▶ Task
The first line of the entries through the line bearing "(format x=857, y=78)": copy these lines exactly and return nothing else.

▶ Recorded information
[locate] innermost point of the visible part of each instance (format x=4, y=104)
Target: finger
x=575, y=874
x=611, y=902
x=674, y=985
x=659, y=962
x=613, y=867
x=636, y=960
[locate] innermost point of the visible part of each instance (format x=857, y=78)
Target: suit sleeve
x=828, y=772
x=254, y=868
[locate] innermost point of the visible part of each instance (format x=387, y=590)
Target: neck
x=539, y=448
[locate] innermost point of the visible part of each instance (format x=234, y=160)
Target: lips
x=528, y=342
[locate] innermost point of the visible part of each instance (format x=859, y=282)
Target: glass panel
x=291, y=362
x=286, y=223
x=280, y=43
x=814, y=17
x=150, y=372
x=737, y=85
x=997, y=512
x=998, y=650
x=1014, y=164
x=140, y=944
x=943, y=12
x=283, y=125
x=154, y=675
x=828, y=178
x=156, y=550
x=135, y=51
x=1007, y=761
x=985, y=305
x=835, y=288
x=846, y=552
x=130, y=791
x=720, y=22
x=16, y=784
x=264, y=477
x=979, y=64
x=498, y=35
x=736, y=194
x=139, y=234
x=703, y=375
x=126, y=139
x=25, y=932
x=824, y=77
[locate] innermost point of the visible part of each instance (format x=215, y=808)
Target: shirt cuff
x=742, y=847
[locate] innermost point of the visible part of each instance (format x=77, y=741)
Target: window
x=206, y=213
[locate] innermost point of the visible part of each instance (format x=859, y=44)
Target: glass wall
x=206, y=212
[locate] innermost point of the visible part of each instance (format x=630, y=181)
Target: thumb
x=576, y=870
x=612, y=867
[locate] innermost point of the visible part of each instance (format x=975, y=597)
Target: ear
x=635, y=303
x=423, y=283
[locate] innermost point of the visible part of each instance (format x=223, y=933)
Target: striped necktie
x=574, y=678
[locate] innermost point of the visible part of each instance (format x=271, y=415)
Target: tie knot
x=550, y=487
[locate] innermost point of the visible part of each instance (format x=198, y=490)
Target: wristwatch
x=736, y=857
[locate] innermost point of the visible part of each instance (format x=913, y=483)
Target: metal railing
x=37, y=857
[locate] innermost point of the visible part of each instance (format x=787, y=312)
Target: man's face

▶ Exercise response
[locate] innermost point of the visible part of each instance (format x=4, y=104)
Target: finger
x=575, y=874
x=611, y=902
x=674, y=985
x=659, y=962
x=613, y=867
x=636, y=960
[locate] innermost point of the visible part of each instance (format x=857, y=78)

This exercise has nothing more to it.